§ **Work instructions**
Extract each line of the items below that contains the word "printed" and copy those lines in full.

(Pointing dataset records)

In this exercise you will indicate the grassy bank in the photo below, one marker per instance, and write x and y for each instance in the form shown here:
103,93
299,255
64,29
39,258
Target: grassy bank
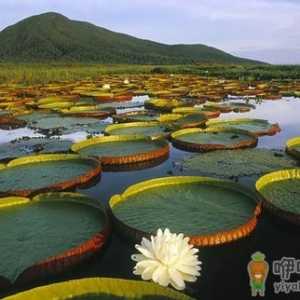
45,73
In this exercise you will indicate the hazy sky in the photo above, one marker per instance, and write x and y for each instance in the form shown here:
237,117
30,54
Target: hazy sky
261,29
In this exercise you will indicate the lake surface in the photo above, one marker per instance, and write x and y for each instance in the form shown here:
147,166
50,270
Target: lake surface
224,274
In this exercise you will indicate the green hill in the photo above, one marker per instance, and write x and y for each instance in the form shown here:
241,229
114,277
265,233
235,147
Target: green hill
53,37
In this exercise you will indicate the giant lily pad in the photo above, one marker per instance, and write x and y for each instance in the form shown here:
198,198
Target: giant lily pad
293,147
136,116
27,146
153,129
101,288
210,211
196,109
48,234
66,125
116,150
163,104
236,164
281,191
31,174
241,106
189,121
9,122
195,139
256,126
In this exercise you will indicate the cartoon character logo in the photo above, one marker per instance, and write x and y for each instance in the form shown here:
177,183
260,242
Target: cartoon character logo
258,270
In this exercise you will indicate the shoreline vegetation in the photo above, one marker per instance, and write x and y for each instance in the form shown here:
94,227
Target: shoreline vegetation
45,73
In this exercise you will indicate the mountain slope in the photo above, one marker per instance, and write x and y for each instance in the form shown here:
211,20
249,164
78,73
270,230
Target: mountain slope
53,37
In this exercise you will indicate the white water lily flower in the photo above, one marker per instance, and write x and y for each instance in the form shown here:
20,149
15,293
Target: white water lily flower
167,258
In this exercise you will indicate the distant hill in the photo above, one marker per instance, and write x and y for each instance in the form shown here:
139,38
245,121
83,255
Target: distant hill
54,37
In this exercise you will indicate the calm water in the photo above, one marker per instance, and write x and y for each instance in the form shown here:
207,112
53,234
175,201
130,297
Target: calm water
224,274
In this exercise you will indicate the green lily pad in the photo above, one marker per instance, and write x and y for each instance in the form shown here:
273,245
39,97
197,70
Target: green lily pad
136,116
101,288
122,149
30,174
153,129
204,206
293,147
28,146
256,126
281,191
236,163
195,139
33,231
66,125
36,116
189,121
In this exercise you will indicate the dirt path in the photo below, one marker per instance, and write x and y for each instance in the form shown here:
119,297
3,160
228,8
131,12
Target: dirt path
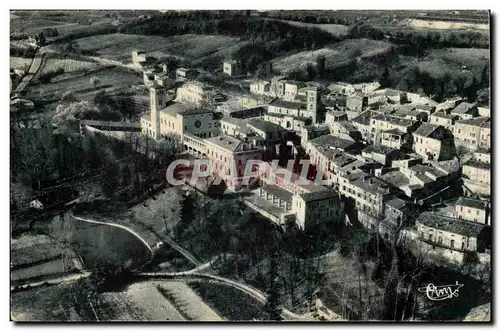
117,226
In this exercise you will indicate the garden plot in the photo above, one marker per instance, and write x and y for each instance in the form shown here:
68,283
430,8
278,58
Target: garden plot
53,303
111,80
68,65
228,302
333,29
141,301
187,302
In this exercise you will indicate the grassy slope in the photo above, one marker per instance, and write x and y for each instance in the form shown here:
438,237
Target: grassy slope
335,54
192,47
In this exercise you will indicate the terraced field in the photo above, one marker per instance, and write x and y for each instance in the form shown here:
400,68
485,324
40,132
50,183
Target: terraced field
68,65
335,55
190,46
155,301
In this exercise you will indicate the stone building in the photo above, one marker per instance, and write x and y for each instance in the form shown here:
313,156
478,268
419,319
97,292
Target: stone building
433,142
473,133
451,233
472,210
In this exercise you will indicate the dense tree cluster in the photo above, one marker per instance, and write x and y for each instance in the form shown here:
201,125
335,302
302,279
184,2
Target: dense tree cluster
417,42
270,37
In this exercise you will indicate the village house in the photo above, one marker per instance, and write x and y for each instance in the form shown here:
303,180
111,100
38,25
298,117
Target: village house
392,131
447,105
344,168
477,178
433,142
335,115
304,210
289,122
241,108
357,102
370,195
138,57
411,114
184,74
399,212
419,181
473,134
287,198
484,111
446,120
322,149
168,117
465,111
345,130
451,233
363,124
472,210
228,156
232,67
195,93
381,154
307,107
261,87
482,155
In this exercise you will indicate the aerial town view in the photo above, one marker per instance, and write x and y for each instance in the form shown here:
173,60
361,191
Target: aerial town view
250,165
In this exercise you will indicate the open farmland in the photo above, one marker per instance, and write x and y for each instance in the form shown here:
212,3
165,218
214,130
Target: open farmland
191,47
33,26
449,61
334,29
111,80
445,25
19,62
229,302
39,255
53,303
335,55
68,65
155,301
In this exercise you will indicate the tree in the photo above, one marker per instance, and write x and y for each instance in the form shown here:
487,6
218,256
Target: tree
272,306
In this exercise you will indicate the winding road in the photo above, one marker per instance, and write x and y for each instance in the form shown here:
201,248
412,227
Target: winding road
195,273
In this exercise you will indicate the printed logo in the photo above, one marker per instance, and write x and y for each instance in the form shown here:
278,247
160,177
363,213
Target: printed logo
443,292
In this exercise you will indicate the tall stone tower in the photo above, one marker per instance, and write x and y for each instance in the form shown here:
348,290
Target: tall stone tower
312,102
157,100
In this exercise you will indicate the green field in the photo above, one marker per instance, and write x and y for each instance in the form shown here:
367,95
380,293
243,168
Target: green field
112,80
192,47
334,29
335,55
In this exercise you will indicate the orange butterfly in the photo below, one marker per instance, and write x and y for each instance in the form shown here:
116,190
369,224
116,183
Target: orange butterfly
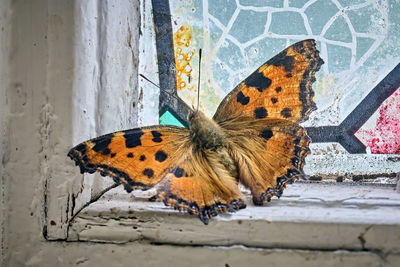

§ **Finished answer**
In this exercise you will indicate the printed logo in the photo above, one marker per instance, and write x and y for each instance in the form shown here:
Target: printed logo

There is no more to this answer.